Your goal: Drop the pictures from the entries below, then reproduce the rest exactly.

(Materials provided Opens)

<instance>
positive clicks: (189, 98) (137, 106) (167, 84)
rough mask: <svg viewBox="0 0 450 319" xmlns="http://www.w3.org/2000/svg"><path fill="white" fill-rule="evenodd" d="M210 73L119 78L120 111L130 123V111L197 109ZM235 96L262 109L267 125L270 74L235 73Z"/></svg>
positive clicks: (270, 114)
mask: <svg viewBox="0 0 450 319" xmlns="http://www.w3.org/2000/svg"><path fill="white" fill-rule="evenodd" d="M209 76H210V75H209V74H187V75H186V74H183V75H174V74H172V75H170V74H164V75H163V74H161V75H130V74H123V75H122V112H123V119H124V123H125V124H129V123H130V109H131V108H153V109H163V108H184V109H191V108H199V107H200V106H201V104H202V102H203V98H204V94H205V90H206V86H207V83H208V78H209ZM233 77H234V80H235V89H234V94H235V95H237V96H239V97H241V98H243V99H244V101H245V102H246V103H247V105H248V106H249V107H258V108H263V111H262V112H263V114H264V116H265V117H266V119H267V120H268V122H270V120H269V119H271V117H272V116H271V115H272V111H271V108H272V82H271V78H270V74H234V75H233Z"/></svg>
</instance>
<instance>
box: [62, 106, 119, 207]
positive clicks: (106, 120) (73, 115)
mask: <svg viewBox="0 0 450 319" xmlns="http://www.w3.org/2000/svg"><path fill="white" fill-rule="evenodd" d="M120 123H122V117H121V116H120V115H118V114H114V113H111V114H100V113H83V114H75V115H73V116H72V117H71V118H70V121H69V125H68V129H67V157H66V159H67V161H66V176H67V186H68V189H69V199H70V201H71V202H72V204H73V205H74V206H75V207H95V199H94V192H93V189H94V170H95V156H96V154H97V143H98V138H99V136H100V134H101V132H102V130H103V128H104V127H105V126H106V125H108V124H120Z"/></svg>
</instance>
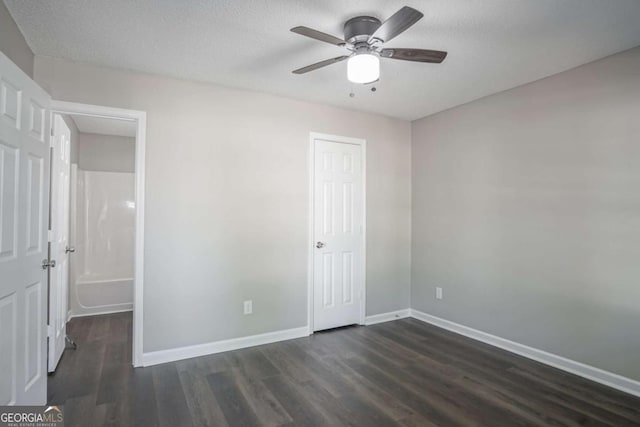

(Materials provided Closes)

Output below:
<instance>
positive clicks: (189, 98) (137, 106) (167, 84)
rough mask: <svg viewBox="0 0 450 319" xmlns="http://www.w3.org/2000/svg"><path fill="white" fill-rule="evenodd" d="M210 73L119 78L120 111L130 123V111L197 109ZM235 96L262 109L267 125L270 74L235 73Z"/></svg>
positive clicks: (270, 114)
mask: <svg viewBox="0 0 450 319" xmlns="http://www.w3.org/2000/svg"><path fill="white" fill-rule="evenodd" d="M209 76H210V75H209V74H187V75H186V74H183V75H174V74H172V75H170V74H164V75H163V74H161V75H130V74H123V75H122V112H123V119H124V123H125V124H129V123H130V109H131V108H153V109H163V108H184V109H191V108H199V107H200V106H201V104H202V102H203V98H204V94H205V90H206V86H207V83H208V78H209ZM233 77H234V80H235V89H234V94H235V95H237V96H239V97H241V98H243V99H244V101H245V102H246V103H247V105H248V106H249V107H258V108H263V111H262V112H263V114H264V116H265V117H266V119H267V120H268V122H270V120H269V119H271V117H272V116H271V115H272V111H271V108H272V82H271V78H270V74H234V75H233Z"/></svg>
</instance>
<instance>
box: [62, 106, 119, 207]
positive clicks: (106, 120) (73, 115)
mask: <svg viewBox="0 0 450 319" xmlns="http://www.w3.org/2000/svg"><path fill="white" fill-rule="evenodd" d="M120 123H122V117H121V116H120V115H118V114H114V113H111V114H100V113H83V114H75V115H73V116H72V117H71V118H70V121H69V125H68V129H67V157H66V159H67V161H66V176H67V186H68V189H69V199H70V201H71V202H72V204H73V205H74V206H75V207H95V199H94V192H93V189H94V170H95V156H96V154H97V143H98V138H99V136H100V134H101V132H102V130H103V128H104V127H105V126H106V125H108V124H120Z"/></svg>
</instance>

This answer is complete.